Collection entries
..............................

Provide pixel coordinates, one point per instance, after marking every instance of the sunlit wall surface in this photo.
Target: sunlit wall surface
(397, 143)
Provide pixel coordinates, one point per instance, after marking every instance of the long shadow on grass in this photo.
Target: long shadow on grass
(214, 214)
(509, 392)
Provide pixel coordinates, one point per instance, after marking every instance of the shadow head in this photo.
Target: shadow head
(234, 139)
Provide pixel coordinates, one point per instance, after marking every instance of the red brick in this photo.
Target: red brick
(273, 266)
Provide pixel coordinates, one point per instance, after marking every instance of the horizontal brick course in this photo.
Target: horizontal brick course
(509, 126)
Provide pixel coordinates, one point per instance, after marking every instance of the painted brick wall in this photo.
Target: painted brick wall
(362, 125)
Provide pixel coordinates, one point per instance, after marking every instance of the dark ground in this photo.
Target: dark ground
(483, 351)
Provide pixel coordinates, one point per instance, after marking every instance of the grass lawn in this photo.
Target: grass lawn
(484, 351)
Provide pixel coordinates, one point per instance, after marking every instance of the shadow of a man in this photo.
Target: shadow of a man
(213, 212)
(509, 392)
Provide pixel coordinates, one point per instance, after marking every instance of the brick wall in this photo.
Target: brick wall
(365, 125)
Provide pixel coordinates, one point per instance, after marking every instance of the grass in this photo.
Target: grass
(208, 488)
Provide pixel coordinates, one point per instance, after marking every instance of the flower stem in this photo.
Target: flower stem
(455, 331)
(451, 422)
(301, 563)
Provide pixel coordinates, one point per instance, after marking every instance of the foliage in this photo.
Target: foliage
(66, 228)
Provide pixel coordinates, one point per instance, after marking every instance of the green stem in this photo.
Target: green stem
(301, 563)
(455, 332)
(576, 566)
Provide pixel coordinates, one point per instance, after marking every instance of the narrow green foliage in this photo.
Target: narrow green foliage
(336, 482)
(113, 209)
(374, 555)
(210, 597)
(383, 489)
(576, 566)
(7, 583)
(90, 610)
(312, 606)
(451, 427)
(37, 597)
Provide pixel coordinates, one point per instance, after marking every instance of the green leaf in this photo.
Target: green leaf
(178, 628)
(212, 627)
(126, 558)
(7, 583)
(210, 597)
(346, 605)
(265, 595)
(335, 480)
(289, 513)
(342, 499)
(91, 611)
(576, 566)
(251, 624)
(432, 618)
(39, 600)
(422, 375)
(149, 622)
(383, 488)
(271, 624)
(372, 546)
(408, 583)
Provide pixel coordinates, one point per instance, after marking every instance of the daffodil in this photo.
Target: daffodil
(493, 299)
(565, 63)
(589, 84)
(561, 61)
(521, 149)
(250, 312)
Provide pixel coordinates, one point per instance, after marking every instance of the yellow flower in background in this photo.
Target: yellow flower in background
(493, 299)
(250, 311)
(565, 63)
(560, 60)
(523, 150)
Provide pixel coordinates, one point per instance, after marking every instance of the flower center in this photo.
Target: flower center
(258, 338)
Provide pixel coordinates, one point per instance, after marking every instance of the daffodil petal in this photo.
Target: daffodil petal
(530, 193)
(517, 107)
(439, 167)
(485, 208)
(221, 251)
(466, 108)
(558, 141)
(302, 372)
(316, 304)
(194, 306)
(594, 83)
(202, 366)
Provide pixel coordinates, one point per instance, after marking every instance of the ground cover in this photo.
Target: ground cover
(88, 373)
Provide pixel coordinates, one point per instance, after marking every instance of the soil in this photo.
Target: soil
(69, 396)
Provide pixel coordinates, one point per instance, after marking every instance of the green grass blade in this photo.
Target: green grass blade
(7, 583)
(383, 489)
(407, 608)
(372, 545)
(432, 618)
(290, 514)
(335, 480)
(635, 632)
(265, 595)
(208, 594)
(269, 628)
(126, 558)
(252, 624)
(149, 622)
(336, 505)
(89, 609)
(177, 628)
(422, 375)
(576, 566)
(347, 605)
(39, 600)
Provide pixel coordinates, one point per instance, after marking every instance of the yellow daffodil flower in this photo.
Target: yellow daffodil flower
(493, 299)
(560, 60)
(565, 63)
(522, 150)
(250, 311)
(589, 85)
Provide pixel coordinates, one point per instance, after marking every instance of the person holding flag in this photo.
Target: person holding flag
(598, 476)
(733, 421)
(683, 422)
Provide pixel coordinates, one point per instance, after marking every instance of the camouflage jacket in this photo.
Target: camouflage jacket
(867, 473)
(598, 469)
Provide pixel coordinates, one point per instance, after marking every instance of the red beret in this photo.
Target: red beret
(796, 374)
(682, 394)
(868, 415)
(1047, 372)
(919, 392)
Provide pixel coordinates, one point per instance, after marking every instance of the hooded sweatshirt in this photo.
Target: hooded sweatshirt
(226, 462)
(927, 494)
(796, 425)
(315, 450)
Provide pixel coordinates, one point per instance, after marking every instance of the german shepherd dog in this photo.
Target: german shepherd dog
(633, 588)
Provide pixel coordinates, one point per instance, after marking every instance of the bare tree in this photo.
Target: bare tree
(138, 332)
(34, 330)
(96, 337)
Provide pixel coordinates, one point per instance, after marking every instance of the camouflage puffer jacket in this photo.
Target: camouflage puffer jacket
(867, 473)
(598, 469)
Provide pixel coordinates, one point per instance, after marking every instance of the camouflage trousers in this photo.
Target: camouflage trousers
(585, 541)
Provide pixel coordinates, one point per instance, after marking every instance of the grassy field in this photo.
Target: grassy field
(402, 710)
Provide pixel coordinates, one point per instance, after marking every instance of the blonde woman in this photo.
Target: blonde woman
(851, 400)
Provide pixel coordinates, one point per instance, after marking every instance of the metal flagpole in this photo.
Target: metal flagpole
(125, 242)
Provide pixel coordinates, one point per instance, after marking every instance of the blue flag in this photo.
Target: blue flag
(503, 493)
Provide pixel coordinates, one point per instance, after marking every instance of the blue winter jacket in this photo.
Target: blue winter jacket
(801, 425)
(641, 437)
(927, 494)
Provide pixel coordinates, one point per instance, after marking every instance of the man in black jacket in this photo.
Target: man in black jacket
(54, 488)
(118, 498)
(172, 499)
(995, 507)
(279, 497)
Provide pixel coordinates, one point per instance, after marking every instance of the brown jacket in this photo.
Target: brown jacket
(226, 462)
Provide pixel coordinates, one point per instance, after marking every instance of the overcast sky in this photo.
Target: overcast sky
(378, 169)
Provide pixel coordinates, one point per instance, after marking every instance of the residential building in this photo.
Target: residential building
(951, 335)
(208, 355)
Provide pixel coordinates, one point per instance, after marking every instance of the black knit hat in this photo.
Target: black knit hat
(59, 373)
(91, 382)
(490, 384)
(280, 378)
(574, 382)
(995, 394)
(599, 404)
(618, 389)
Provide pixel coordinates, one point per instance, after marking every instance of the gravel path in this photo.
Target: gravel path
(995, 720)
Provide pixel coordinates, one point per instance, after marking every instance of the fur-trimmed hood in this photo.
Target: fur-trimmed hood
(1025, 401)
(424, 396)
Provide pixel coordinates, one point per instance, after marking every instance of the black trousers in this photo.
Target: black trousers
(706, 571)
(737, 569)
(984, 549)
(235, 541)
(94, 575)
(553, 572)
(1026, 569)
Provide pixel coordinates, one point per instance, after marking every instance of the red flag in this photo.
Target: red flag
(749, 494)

..............................

WHAT THE EXERCISE ASKS:
Reproduce all of the material above line for line, with no changes.

SOLUTION FOR THIS TASK:
Provide pixel coordinates, one point per instance, after marking every instance of the sunlit wall surface in this photo.
Target: sunlit wall surface
(397, 143)
Provide pixel coordinates, one point per instance, after marking every instance of the long shadow on grass in this photo.
Target: long shadow on grass
(214, 214)
(509, 392)
Provide pixel coordinates, one point per instance, after marking every instance of the shadow head in this photo.
Target: shadow head
(234, 139)
Provide pixel coordinates, one point per instance, after marking every instance of the red brick in this photo.
Target: red brick
(273, 266)
Provide pixel coordinates, one point per instance, after marking every instance of the horizontal brick course in this photo.
Target: horizontal brick course
(509, 126)
Provide pixel coordinates, one point per instance, after marking every instance of the painted brick wall in this photo.
Target: painted brick wall
(362, 125)
Provide pixel coordinates, one point per instance, after marking every instance of the dark ground in this photo.
Target: dark ground
(483, 351)
Provide pixel coordinates, one point per instance, after marking every instance of the grass lawn in this photo.
Target: grass lawn
(484, 351)
Provide pixel coordinates, one point per instance, after marking every instance of the shadow of a man in this photo.
Target: shadow of a man
(213, 212)
(509, 392)
Provide pixel coordinates, one point per instance, after marking every instance of the brick wall in this photo.
Target: brick wall
(365, 125)
Provide pixel coordinates, one point per instance, after marking every instance of the grass in this photo.
Target: grass
(208, 488)
Provide pixel coordinates, one point per instance, after marking every instance of the flower stem in this photo.
Target: flower stem
(455, 331)
(451, 422)
(301, 563)
Provide pixel coordinates, one point per instance, after marking every instance of the foliage in this photo.
Target: foliage
(66, 228)
Provide pixel coordinates, one point per instance, after marking every instance of the green stem in this photo.
Target: green stem
(301, 563)
(455, 332)
(576, 566)
Provide pixel coordinates, one point per instance, after marking every instance of the narrow green foliage in this photo.
Target: narrow green foliage
(336, 482)
(113, 209)
(374, 555)
(210, 597)
(383, 489)
(576, 566)
(7, 583)
(90, 610)
(312, 606)
(451, 427)
(37, 597)
Provide pixel coordinates, one point per instance, after marking every instance of the green leaf in this photo.
Target: green leaf
(178, 628)
(212, 627)
(126, 558)
(7, 583)
(210, 597)
(346, 605)
(265, 595)
(335, 480)
(289, 513)
(342, 499)
(91, 611)
(576, 566)
(251, 624)
(432, 618)
(39, 600)
(422, 375)
(149, 622)
(383, 488)
(271, 624)
(372, 546)
(408, 583)
Provide pixel coordinates, one point per instance, after marking every instance of the daffodil in this photo.
Target: daffodil
(493, 299)
(565, 63)
(589, 84)
(561, 61)
(521, 149)
(250, 312)
Provide pixel coordinates, one point per instance, after marking every instance of the yellow flower in background in this photo.
Target: yellow flower in background
(493, 299)
(250, 311)
(565, 63)
(560, 60)
(523, 150)
Provide pixel coordinates, one point per instance, after marking every instance of the flower center in this photo.
Target: flower center
(258, 338)
Provide pixel coordinates, one point per instance, after marking every instance of the daffodil petal in this photo.
Target: daffodil petal
(530, 193)
(517, 107)
(439, 167)
(485, 208)
(221, 251)
(466, 108)
(558, 141)
(302, 372)
(316, 304)
(194, 306)
(594, 83)
(202, 366)
Provide pixel coordinates, one point per instance, after marking every instance of the ground cover in this photo.
Target: ground cover
(88, 373)
Provide pixel coordinates, one point per instance, after marking every instance of the soil in this photo.
Target: soil
(69, 396)
Provide pixel coordinates, one point per instance, after marking every instance of the green grass blade in this photo.
Target: green grass blade
(7, 583)
(383, 489)
(407, 608)
(372, 545)
(432, 618)
(290, 514)
(335, 480)
(635, 632)
(265, 595)
(208, 594)
(269, 628)
(126, 558)
(252, 624)
(149, 622)
(336, 505)
(89, 609)
(177, 628)
(422, 375)
(576, 566)
(347, 605)
(39, 600)
Provide pixel coordinates, one point per instance, after marking every instance of the yellow daffodil flower in this photo.
Target: yellow daffodil flower
(493, 299)
(560, 60)
(565, 63)
(522, 150)
(250, 311)
(589, 85)
Provide pixel coordinates, one point per instance, after marking every instance of the person holding flag in this photo.
Target: person holding flag
(598, 476)
(733, 421)
(683, 422)
Provide pixel coordinates, one point per instance, after marking every instance of the camouflage jacket in this photo.
Target: camouflage jacket
(867, 473)
(598, 469)
Provide pixel coordinates, one point per instance, after marking every instance of the red beret in this photo.
Target: red beret
(796, 374)
(682, 394)
(868, 415)
(1047, 372)
(919, 392)
Provide pixel coordinates, one point per instance, after marking every instance of the hooded sweatshirt in this photo.
Target: hooded sweatshirt
(226, 462)
(927, 494)
(796, 425)
(315, 450)
Provide pixel coordinates, one point per instance, after marking every instance of the german shepherd dog in this photo.
Target: german shepherd dog
(633, 588)
Provide pixel coordinates, one point per instance, after marking every instance of the bare tree in this photo.
Target: bare tree
(138, 332)
(34, 330)
(96, 337)
Provide pixel coordinates, one point per instance, after marking every instance of the camouflage puffer jacket in this photo.
Target: camouflage puffer jacket
(867, 473)
(598, 469)
Provide pixel coordinates, one point per instance, after marking every instance of the camouflage trousers in this photo.
Target: camouflage trousers
(585, 541)
Provide pixel coordinates, one point per instance, after marking every instance of the grassy field in this photo.
Target: grassy field
(402, 710)
Provide pixel coordinates, one point per instance, after marking every instance of the blonde woman in this photo.
Target: blonde woman
(851, 400)
Provide pixel coordinates, one point per instance, after marking every instance of the metal flagpole in this photo.
Target: metal flagpole
(125, 242)
Provide pixel coordinates, one point per instance, after marking every instance of the blue flag in this photo.
Target: blue flag
(503, 493)
Provide pixel coordinates, one point per instance, after marking every instance of the blue winter jacket in this photo.
Target: blue winter jacket
(801, 425)
(641, 437)
(927, 494)
Provide pixel coordinates, one point per instance, after marking every instance of the man in black jacket in this photo.
Target: man in black jacket
(54, 488)
(118, 498)
(172, 499)
(995, 507)
(279, 497)
Provide pixel coordinates, one point per instance, after marking every instance of the brown jacket in this photo.
Target: brown jacket
(226, 462)
Provide pixel coordinates, one point per instance, after marking every instance of the overcast sky in this photo.
Target: overcast sky
(378, 169)
Provide pixel coordinates, one point per instance, after marking every instance of the residential building in this photo.
Target: residential building
(951, 335)
(208, 355)
Provide pixel coordinates, one point per instance, after marking every instance of the black knit hat in this photo.
Target: black knit hat
(59, 373)
(91, 382)
(490, 384)
(280, 378)
(574, 382)
(995, 394)
(599, 404)
(618, 389)
Provide pixel coordinates, one point per instance, after marking every instance of the gravel path in this photo.
Target: gravel path
(995, 720)
Provide pixel coordinates, one point per instance, after marking every instance of the fur-trimmed hood in this photo.
Target: fur-trimmed hood
(1025, 401)
(424, 396)
Provide pixel coordinates, one point per instance, after marking every instance of the black trousers in this photo.
Target: black trousers
(706, 571)
(737, 569)
(984, 549)
(235, 541)
(94, 575)
(553, 572)
(1026, 569)
Provide pixel coordinates, one point per instance, after marking every instance of the red flag in this photo.
Target: red flag
(749, 494)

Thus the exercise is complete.